[START]

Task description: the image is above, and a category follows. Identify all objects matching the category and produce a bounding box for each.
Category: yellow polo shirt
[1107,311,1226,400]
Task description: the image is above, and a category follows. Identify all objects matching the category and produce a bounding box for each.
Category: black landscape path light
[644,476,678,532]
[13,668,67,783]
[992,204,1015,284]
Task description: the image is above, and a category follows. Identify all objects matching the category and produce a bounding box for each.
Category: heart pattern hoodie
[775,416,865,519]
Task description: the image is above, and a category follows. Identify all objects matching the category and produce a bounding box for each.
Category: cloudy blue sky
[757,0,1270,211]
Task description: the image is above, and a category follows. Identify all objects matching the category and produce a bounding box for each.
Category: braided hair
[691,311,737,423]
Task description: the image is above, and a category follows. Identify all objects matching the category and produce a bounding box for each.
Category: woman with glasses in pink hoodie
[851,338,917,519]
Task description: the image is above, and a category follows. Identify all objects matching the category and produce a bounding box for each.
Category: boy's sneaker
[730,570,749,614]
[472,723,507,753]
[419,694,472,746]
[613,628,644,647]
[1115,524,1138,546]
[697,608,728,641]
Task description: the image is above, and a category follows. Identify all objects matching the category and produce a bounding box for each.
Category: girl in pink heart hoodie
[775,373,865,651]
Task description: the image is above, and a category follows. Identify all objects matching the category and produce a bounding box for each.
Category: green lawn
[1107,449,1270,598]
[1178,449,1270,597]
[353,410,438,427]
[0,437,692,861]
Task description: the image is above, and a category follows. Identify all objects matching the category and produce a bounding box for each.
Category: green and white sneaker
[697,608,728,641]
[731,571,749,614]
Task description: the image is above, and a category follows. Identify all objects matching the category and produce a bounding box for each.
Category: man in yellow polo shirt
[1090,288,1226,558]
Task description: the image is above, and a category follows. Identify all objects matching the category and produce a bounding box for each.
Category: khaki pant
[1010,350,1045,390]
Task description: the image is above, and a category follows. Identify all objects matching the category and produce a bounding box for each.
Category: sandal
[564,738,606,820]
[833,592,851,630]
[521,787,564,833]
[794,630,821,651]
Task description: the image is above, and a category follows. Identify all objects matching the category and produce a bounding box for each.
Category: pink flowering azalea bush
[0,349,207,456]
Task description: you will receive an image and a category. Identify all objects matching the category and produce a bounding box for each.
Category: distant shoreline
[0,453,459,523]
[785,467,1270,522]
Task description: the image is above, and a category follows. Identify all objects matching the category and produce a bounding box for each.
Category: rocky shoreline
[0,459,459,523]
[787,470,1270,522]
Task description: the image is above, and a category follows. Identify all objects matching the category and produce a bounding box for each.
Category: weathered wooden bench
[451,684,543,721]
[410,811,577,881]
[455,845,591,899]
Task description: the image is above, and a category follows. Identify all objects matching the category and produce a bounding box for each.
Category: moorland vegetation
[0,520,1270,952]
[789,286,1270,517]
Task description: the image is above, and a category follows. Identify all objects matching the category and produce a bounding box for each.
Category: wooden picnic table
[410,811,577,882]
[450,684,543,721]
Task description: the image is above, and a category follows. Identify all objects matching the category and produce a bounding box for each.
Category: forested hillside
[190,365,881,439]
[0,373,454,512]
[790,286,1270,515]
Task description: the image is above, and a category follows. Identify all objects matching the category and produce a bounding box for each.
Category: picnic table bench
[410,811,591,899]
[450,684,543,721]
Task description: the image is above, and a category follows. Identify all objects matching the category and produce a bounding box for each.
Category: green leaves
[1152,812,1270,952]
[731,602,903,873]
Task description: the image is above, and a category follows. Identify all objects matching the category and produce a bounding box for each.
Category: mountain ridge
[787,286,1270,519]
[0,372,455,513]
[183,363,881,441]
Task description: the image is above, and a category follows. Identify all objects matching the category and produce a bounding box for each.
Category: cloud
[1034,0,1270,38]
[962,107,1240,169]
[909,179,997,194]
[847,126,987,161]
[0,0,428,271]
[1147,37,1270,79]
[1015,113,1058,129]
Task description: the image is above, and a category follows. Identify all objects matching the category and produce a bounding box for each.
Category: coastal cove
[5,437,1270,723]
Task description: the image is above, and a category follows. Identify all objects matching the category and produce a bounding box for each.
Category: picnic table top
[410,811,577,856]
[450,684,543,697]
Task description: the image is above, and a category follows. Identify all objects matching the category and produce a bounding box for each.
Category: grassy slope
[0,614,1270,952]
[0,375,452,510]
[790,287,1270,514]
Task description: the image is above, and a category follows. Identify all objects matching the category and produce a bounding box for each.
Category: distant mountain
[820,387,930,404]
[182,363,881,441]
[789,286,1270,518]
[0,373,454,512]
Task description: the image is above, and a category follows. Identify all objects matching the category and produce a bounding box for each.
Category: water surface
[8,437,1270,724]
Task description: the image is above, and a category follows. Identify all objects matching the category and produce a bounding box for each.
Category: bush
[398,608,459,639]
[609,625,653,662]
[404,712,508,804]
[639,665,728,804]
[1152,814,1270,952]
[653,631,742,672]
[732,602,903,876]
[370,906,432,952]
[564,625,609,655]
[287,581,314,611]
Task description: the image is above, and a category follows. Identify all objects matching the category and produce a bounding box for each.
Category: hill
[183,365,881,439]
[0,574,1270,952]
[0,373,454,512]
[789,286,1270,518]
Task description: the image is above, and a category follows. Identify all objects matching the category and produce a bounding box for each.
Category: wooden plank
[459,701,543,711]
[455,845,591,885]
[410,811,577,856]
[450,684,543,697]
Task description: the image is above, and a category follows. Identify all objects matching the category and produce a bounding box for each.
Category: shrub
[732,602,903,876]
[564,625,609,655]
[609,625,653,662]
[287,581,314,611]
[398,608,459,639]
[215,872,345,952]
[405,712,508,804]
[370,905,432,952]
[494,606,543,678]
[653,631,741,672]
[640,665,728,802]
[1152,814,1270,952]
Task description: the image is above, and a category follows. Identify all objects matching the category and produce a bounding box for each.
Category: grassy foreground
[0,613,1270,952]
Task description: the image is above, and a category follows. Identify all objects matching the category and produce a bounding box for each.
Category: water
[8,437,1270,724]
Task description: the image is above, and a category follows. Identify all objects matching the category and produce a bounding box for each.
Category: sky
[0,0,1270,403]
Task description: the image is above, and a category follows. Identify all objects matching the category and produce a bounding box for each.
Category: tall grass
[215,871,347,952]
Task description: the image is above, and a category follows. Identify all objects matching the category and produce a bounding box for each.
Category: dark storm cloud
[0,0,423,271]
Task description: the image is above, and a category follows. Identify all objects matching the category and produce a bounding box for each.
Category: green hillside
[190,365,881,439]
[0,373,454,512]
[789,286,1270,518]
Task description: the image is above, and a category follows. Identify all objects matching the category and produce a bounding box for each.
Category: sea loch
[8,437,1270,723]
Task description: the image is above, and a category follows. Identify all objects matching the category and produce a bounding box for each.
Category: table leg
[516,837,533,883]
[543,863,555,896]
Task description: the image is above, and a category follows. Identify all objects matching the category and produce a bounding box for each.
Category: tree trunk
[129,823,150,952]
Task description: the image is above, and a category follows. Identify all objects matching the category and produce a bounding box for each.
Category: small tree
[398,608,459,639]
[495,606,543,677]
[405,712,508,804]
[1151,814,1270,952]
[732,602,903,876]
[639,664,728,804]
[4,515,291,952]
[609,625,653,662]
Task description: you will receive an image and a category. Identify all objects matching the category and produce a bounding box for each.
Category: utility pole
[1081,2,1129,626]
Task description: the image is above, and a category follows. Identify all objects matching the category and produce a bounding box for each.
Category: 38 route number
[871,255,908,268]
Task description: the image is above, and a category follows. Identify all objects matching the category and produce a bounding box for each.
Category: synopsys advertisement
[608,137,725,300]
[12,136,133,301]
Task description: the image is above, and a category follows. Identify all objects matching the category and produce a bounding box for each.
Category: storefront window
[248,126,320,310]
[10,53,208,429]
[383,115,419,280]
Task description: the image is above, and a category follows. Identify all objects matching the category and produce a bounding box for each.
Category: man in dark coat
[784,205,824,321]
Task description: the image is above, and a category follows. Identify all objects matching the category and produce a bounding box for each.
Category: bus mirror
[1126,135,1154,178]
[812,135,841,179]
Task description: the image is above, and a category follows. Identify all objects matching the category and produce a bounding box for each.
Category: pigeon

[END]

Exercise prompt:
Show each line from the items above that contains the word "dark".

Expected answer:
Category: dark storm cloud
Category: man in dark coat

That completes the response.